(Referring expression data)
• • •
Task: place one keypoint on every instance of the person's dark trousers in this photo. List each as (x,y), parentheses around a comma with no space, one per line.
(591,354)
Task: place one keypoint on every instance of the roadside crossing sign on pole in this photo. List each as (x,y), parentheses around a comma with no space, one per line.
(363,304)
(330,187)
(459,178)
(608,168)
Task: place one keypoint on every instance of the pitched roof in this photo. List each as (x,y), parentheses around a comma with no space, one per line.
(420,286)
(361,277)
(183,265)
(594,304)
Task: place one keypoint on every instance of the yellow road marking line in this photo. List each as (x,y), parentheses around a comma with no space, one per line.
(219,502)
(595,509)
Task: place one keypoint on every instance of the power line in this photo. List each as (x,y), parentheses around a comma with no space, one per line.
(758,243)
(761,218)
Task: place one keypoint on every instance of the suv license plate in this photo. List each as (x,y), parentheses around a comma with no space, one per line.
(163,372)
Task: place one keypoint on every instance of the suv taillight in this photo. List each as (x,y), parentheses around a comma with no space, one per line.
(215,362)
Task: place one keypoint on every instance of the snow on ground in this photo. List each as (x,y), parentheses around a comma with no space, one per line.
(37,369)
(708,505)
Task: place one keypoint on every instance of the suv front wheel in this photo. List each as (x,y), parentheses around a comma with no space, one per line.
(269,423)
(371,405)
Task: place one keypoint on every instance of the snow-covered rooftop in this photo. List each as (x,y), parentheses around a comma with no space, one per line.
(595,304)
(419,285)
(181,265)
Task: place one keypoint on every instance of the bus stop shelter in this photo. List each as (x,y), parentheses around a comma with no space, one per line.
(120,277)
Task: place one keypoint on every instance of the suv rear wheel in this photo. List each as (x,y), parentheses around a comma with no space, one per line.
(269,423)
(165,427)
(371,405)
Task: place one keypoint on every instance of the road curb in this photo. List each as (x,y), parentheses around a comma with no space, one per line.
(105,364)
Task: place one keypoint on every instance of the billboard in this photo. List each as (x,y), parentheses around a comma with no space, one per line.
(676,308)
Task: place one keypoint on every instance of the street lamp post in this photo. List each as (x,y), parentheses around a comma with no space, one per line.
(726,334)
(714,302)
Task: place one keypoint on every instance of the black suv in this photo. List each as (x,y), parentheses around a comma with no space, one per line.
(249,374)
• • •
• [To do]:
Each record above must be transcribed exactly, and none may be skipped.

• [Solution to the problem]:
Task: place one keypoint on every instance of the person's dark trousers in this photo. List each as (x,y), parentheses around a comma with no space, one per line.
(591,354)
Task: place one keypoint on every instance of the roadside crossing sign on pole in this photo. List each as (x,y), parentheses around a comma with no space, one per line.
(363,304)
(330,187)
(459,178)
(608,168)
Task: place one keypoint on every instance of the pitched roof in this photo. List each as (x,y), parentheses around a comma with no space, one per line.
(420,286)
(361,277)
(183,265)
(594,304)
Task: place one keypoint on every instance of the yellow road marking line in this photo. List each as (x,y), parentheses around a comma with no space, one per line.
(219,502)
(595,509)
Task: place one keypoint on every instance of the power line in this photo. List each as (x,y), parentheses around a comma with no space, one per line.
(758,243)
(761,218)
Task: place one keypoint on every instance of the suv license plate in this photo. List each as (x,y), parentheses around a comma with no space, one per line.
(163,372)
Task: place one keypoint on every instance of the suv taillight in this photo. List each as (x,y), parentheses around a comma with no space, one per line.
(215,362)
Task: place one keypoint on every instance of the snow on ground in this photo. List each as (x,y), parentheses around a comma with no space, one per line.
(37,369)
(708,505)
Task: place one keypoint on every instance of the suv front wheel in this photo. List each as (x,y), parentheses around a comma with no space, one per line.
(269,423)
(371,405)
Task: place one keypoint on every instance of the snow-covered rooftop in this photo. List each as (x,y), parentheses around a comma with no space, one per line.
(595,304)
(419,285)
(181,265)
Task: place one keypoint on every instance of the bus stop shelter in this photo. List each as (x,y), parentheses around a comma with no space, one per line.
(120,277)
Task: place one keypoint on every instance of the suv rear wheel in this photo. List each as (x,y), parentheses around a comma with no space, one per line.
(269,423)
(165,427)
(371,405)
Task: place one keypoint on every instance of the road curb in this photo. List each as (x,y), parentheses around a comma with no space, one per line.
(105,364)
Task: place one keypoint on every instance of the billboard in this photo. List each as (x,y), parentheses around a comma with no space, one per line.
(676,308)
Task: place one keypoint on every instance of the street lamp post in this photo. List each as (x,y), parentheses around a comma with no space, one per line.
(726,334)
(714,302)
Task: place one keypoint on every instance of the black suv in this photo. List each as (x,y), parentheses around a comma with no space, one per line.
(249,374)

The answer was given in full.